- _GIVEN INSTRUCTION_: Copy every line of the items below word for word, leaving out the pictures.

(Source items)
★ ★ ★ ★ ★ ★ ★
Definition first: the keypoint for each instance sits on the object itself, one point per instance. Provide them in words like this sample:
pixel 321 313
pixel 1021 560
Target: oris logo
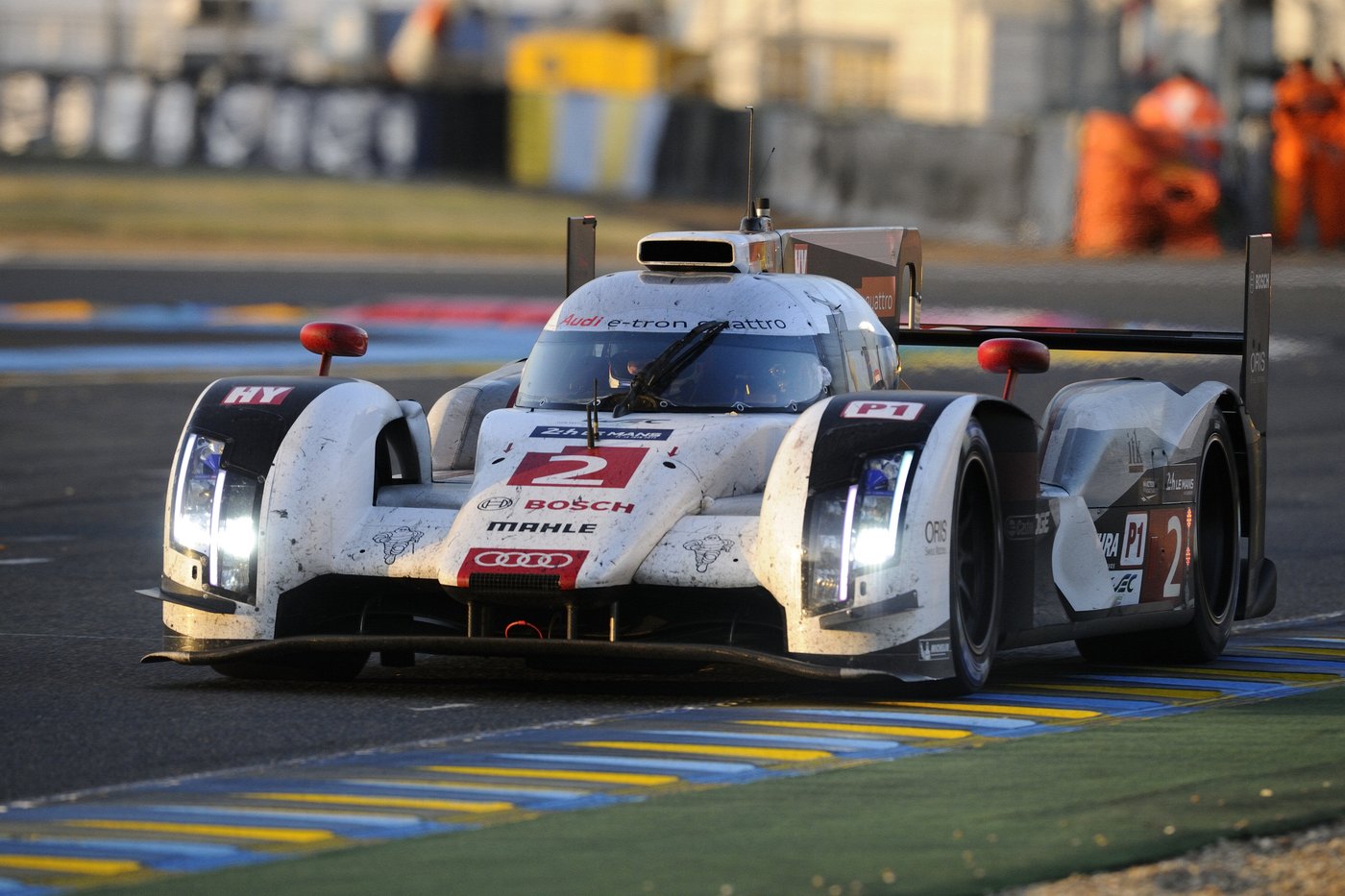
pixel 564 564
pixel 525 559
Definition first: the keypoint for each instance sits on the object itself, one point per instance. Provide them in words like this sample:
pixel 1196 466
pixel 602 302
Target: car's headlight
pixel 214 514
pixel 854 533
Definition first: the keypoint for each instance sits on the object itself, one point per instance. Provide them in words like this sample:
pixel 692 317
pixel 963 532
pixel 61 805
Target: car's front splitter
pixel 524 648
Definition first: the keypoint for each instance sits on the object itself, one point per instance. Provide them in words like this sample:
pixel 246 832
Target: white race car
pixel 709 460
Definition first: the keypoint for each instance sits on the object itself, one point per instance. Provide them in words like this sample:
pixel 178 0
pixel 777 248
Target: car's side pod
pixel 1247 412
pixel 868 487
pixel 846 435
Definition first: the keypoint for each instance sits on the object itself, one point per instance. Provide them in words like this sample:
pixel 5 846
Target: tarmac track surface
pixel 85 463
★ ★ ★ ★ ★ ★ ★
- _CORRECT OUTPUT_:
Definition first: the keypoint for each instance sits on the object itself, one point per instance. Provide them in words like this sample:
pixel 321 313
pixel 1021 560
Target: oris logo
pixel 564 564
pixel 525 559
Definition first: the keypoint for each instance sits on the object itself, one point per instance. Provide them in words like this sample:
pixel 1196 466
pixel 602 302
Target: car's headlight
pixel 214 514
pixel 854 533
Definition first: the keypoint for each instance sits on the object itself, one point per instance. Provide them in words like this sample:
pixel 692 317
pixel 963 532
pixel 61 805
Target: car's front splitter
pixel 524 648
Definition first: the keypoint for each instance sits on the object itself, one point per instance. Provide them in words like this sample:
pixel 246 832
Target: white race car
pixel 709 460
Definition first: the keypoint for each instance sits on the object itself, one point per instance. Provide them in words like this sample:
pixel 178 0
pixel 777 248
Target: car's side pod
pixel 1247 412
pixel 868 487
pixel 846 435
Definition first: the keypoint for each instance sits on the object itself, one point per instance. Provide them in words like this sample:
pixel 5 846
Target: tarmac track surface
pixel 85 463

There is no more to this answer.